▶ [Instructions to follow]:
Repeat the part of the pymongo export thread starting with "collection = db['collection_name']" and going on through "file.write(json.dumps(document))".
— begin Source —
Gyan Prakash
Gyan Prakash

Reputation: 121

Export pymongo collection to a JSON file

How to export pymongo collection to a JSON file, I have a huge collection which has approximately around 1 GB of data, I need an efficient way to export the data and create a JSON file out of it. I am using the below code, as written in one of the stack overflow answers.

def getJSONFromDB():
    db = GetMongo_client()
    collection = db['collection_name']
    cursor = collection.find({})
    file = open("collection.json", "w")
    file.write('[')
    for document in cursor:
      file.write(json.dumps(document))
      file.write(',')
    file.write(']') 

But it gives me the following error: TypeError: Object of type ObjectId is not JSON serializable

Upvotes: 3

Views: 2273

Answers (2)

Robert A
Robert A

Reputation: 463

Hi it's end to end solution

Step 1: it's export all needs collections to json file

Step 2: it's import this json files to other db

import pymongo
import os
import json
from bson.json_util import dumps
import sys
import Consts


def replace_word(infile,old_word,new_word):
    if not os.path.isfile(infile):
        print ("Error on replace_word, not a regular file: "+infile)
        sys.exit(1)
    f1=open(infile,'r').read()
    f2=open(infile,'w')
— end Source —
— begin Dataset section —
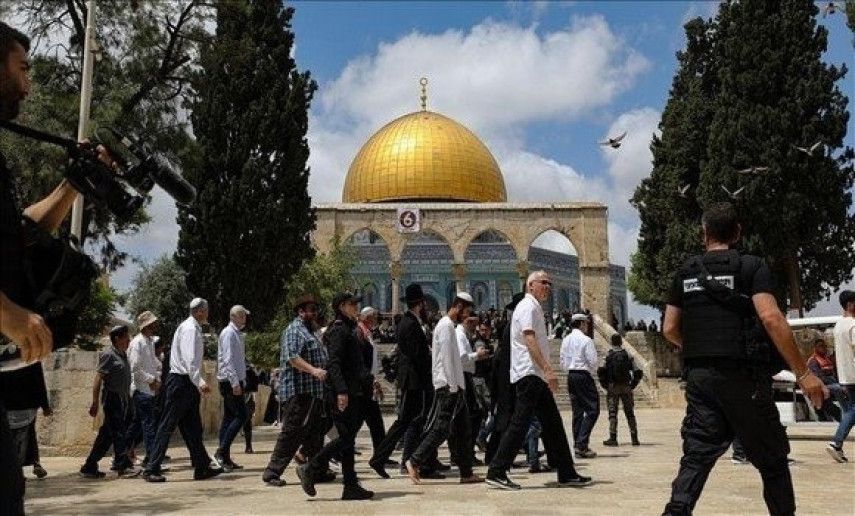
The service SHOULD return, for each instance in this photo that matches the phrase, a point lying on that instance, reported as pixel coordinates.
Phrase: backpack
(619, 367)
— end Dataset section —
▶ [Task result]:
collection = db['collection_name']
    cursor = collection.find({})
    file = open("collection.json", "w")
    file.write('[')
    for document in cursor:
      file.write(json.dumps(document))